* _Tasks for this exercise_
a – Copy the e-scooter discussion word for word from "It is a sad" to "it’s pure profit.".
b – Extend the e-scooter discussion thread, picking up right after its last sentence.

SF wants startups to behave, so why did it reject the ‘nice guy’ of e-scooters? - rmason
https://www.sfchronicle.com/Bayard%27s/heatherknight/article/SF-wants-startups-to-behave-so-why-did-it-reject-14903323.php?t=5f89d50b1e
======
wiseleo
All forms to be submitted to any government entity have to be reviewed by
lawyers because they will be read with intent to reject rather than accept. I
saw variations of this many times.

It is a sad reality, but that is the current state of government interaction.

Scooters are massively profitable. They cost $1 for 3 minutes and their
acquisition cost is lower than $500 with zero cost to operate except for
charging and repairs, where the charging cost is negligible and repair cost is
fixed. I took a few rides and paid more than $5-7 per ride, which is
comparable to an Uber ride but where the company incurred no expense foe the
driver. 100 rides pays for the thing and after that it’s pure profit.

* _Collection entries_

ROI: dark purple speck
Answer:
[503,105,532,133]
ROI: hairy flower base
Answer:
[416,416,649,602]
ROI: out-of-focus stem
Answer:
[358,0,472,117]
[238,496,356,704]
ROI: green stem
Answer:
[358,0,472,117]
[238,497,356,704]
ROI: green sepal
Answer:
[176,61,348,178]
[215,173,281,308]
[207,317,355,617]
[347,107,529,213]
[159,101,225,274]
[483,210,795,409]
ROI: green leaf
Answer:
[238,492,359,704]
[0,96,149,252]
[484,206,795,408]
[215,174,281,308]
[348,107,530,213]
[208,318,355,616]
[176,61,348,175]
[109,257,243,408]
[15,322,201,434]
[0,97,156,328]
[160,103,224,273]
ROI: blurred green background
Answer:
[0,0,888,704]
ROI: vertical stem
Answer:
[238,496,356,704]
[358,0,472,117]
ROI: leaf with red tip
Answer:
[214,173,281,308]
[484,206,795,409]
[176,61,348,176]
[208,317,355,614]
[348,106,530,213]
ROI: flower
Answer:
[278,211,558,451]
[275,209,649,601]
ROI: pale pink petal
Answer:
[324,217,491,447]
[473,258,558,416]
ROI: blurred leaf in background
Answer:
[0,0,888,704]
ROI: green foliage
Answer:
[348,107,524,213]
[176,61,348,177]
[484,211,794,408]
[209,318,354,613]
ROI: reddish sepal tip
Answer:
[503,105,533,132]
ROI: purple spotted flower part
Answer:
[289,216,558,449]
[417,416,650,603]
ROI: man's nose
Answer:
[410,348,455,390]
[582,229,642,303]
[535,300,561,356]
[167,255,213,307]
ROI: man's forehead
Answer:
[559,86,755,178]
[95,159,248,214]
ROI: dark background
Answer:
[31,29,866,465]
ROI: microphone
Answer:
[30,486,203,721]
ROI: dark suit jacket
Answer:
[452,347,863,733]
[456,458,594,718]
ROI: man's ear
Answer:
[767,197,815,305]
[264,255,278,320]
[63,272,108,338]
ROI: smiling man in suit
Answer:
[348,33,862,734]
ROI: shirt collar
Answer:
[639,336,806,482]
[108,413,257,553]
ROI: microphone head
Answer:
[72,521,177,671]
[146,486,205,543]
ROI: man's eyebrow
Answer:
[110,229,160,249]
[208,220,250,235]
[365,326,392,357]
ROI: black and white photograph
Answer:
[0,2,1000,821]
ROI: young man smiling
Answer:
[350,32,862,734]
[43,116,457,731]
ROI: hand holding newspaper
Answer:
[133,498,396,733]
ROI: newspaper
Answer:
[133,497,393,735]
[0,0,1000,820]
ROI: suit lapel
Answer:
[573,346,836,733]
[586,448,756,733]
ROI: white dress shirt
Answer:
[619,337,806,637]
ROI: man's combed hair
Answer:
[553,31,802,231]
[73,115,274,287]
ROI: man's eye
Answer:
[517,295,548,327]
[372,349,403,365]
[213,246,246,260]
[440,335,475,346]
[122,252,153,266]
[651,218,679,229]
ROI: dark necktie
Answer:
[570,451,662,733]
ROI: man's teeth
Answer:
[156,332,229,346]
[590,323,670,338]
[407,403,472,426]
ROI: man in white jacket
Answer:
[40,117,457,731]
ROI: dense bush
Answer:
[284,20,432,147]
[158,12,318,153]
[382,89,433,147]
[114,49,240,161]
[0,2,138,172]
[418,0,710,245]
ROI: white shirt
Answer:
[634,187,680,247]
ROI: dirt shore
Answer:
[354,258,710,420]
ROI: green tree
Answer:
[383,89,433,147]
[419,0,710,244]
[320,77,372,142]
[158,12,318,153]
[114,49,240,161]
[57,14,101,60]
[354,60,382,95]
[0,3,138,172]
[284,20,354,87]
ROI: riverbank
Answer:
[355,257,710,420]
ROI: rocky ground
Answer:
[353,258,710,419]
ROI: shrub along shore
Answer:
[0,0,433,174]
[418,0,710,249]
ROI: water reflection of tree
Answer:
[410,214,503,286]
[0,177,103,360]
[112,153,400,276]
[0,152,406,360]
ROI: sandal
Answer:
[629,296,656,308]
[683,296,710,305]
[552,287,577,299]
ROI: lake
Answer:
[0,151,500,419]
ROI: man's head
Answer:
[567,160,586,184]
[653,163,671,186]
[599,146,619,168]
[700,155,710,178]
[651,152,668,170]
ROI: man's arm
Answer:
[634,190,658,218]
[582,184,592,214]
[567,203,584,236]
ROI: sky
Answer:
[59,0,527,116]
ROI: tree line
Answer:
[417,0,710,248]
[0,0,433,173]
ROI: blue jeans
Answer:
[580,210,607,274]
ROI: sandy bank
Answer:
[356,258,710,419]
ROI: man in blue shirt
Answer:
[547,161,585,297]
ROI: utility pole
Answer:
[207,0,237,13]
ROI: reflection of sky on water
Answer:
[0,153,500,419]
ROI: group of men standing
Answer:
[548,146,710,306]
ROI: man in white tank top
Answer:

* _Response list_
a –
It is a sad reality, but that is the current state of government interaction.

Scooters are massively profitable. They cost $1 for 3 minutes and their
acquisition cost is lower than $500 with zero cost to operate except for
charging and repairs, where the charging cost is negligible and repair cost is
fixed. I took a few rides and paid more than $5-7 per ride, which is
comparable to an Uber ride but where the company incurred no expense foe the
driver. 100 rides pays for the thing and after that it’s pure profit.

b –
------
KFC_Manager
Aside from the way his application was rejected, you’d think if the city was
valuing the ability of the company underlying the scooter service to provide a
stable service, good support and jobs (even if contract work) they wouldn’t
put that much faith in a startup with just their series A raised right? I
don’t know the economics of these scooter companies, but they must be burning
cash to operate and the companies SF ended up choosing have plenty of cash to
burn.